Direction 1:
In the Hyatt resort thread, turn the paragraph that begins "The Hyatt Siesta Key will offer some hotel-like amenities" into a short bulleted list.
Direction 2:
According to the Hyatt resort thread, what share of a unit is each fractional owner deeded?
Direction 3:
Write out the part of the Hyatt resort thread from "The resort will" up to and including "planned for 2009.", without changes.

Source document:
--- begin ---
Hyatt resort to replace Sea Castle

The OLD building just got torn down!

Hyatt resort to replace Sea Castle --
The former Sea Castle motel has been demolished, and construction will start in the spring on a new resort property.

The Hyatt Siesta Key Beach resort at 1002 Seaside Drive will front 300 linear feet of Crescent Beach, named last spring among the nation's top 10 beaches, according to Larry Shulman, senior vice president for Hyatt Vacation Ownership, Inc., a wholly-owned subsidiary of the Global Hyatt Corp.

"We think this is an extraordinarily unique situation, fantastic beach, beautiful water, sunsets, and you're a stone's throw from the culture available in Sarasota," Shulman said.

The company expects interest from local buyers who might enjoy trading ownership rights for access to other Hyatt residence club resorts or hotels, Shulman said.

"We have every reason to believe through an early survey we've done (that) they'll be a very significant local contingent of owners more likely to purchase in summertime rather than wintertime," he said.

The resort will offer 44 furnished residences, 1,600-2,600 square feet, with privileges at an adjoining beach club. The units will cost from $200,000 to $750,000.

The Hyatt Siesta Key will offer some hotel-like amenities, like valet parking, full-time front desk, concierge, pool, fitness center, locker room and spa and massage treatment rooms.

Occupancy is planned for 2009.

The first phase of the project will include 11 units to be sold as "fractional ownership" residences.

Although sometimes mistakenly compared to a time-share, fractional owners are deeded partial ownership, in this case one-eighth of the unit, with shared-use privileges. It eliminates the expense and hassle of a wholly-owned vacation residence, developers said.

"Effectively, there'll be eight owners of each residence," explained Shulman of the resort. Hyatt has similar properties nationwide in places like Bonita Springs, Aspen, Beaver Creek and Breckenridge, Colo., and Lake Tahoe, Nev. Global Hyatt Corp. also is developing one at Fifth Avenue in New York    City.


----------



## cookinmamma (Jan 17, 2008)

Carmel85 said:


> Although sometimes mistakenly compared to a time-share, fractional owners are deeded partial ownership, in this case one-eighth of the unit, with shared-use privileges. It eliminates the expense and hassle of a wholly-owned vacation residence, developers said.
> 
> "Effectively, there'll be eight owners of each residence," explained Shulman of the resort. Hyatt has similar properties nationwide in places like Bonita Springs, Aspen, Beaver Creek and Breckenridge, Colo., and Lake Tahoe, Nev. Global Hyatt Corp. also is developing one at Fifth Avenue in New York    City.



Great!! But it seems to me that the Million Dollar Question is whether & how these fractional ownership "Residence Club" units will be accessible to us ordinary HVC owners.  (I'll be asking the reps when we are in Carmel in March!)  I'm hoping they will be defined as "Component Resorts" Or "Club Resorts" or "Affiliate Resorts" so HVC members can use them under the rules!!  And am hoping for news of Hawaii too....


----------



## mesamirage (Jan 17, 2008)
--- end ---
Source data:
--- begin ---
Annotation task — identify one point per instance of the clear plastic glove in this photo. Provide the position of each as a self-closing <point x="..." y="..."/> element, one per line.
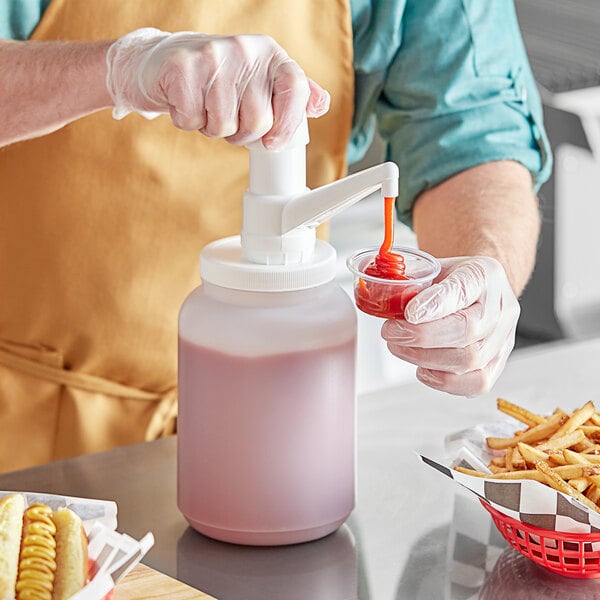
--- end ---
Correct response 1:
Hotel-like amenities at the Hyatt Siesta Key:
- Valet parking
- Full-time front desk
- Concierge
- Pool
- Fitness center
- Locker room
- Spa and massage treatment rooms

Correct response 2:
One-eighth of the unit.

Correct response 3:
The resort will offer 44 furnished residences, 1,600-2,600 square feet, with privileges at an adjoining beach club. The units will cost from $200,000 to $750,000.

The Hyatt Siesta Key will offer some hotel-like amenities, like valet parking, full-time front desk, concierge, pool, fitness center, locker room and spa and massage treatment rooms.

Occupancy is planned for 2009.